Según la crónica sobre el parque de la ciudad, ¿qué cosas se dice que la gente hace los domingos por no tener nada más que hacer? Nómbralas todas.

* FRAGMENTO SELECCIONADO *
==========
Crónica: El parque de mi ciudad


El parque de mi ciudad
Patricio Salazar
Dicen que los domingos son los días más aburridos y que no hay más que  hacer que mirar televisión, estar con el celular en cama o dormir. La gente camina por las calles como detenidas en cámara lenta, los automóviles se desplazan despacito y casi a paso de hombre, es que los domingos no hay apuro. Ni siquiera el viento parece estar de humor para mostrarse, las ramas de los árboles permanecen inertes como en una fotografía, sin brisa alguna que haga danzar sus hojas secas en esta  tarde otoñal. En casa, cuando todos los integrantes de mi familia pensaban como matar el aburrimiento, una vocecita exclamó, “¡Vamos al parque!” Era Emma, la más chiquita de la familia y parecía saber cómo contrarrestar la casi podría decirse, tristeza y monotonía que el domingo por la tarde suele contagiar.
Sin dudarlo subimos todos al auto y partimos directo hacia el parque de diversiones que hacía varios meses estaba en mi barrio, yo lo había visto al pasar por la rotonda del Indio y justo al frente estaba su ingreso principal. Cuando iba hacia mi trabajo siempre estaba cerrado porque pasaba por la mañana y los días de semana. Al tomar en dirección hacia donde ya sabía se encontraría el famoso parque comencé a notar algo extraño, los vehículos que antes parecían moverse en cámara lenta, ahora iban rapidísimo, apresurados, casi como en una carrera que tenía por premio ganarle al reloj la mayor cantidad de minutos posibles ¿será porque el sol comenzaba a ocultarse tras el cerro Ambato? O tal vez porque los conductores de dichos vehículos estaban siendo apresurados por los pasajeros infantiles, quienes querían  llegar lo antes posible al parque de diversiones. Así me ocurría a mí también, a tal punto que tuve que poner en mi voz firmeza y decir: "¡CALMA, YA FALTA POCO, ESTAMOS CERCA!" No me di cuenta que anochecía y las luces de las calles ya iluminaban el camino. Allá a lo lejos, detrás de las casas altas de dos pisos que están cerca del parque se observaba un gran resplandor que antes no había visto, es que yo por aquí siempre paso de día y camino hacia el trabajo, como sea, hacia ese resplandor íbamos nosotros.
==========
* SECCIÓN DE DATOS *
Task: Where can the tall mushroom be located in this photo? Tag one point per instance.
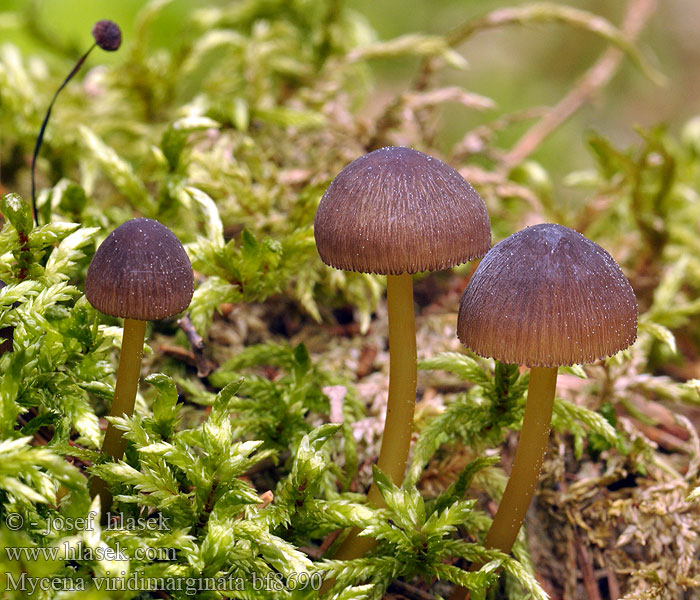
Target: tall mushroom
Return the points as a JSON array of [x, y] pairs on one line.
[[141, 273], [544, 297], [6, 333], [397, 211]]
==========
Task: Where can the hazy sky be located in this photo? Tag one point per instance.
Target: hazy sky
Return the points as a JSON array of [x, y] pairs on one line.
==========
* LA RESPUESTA *
Mirar televisión, estar con el celular en cama y dormir.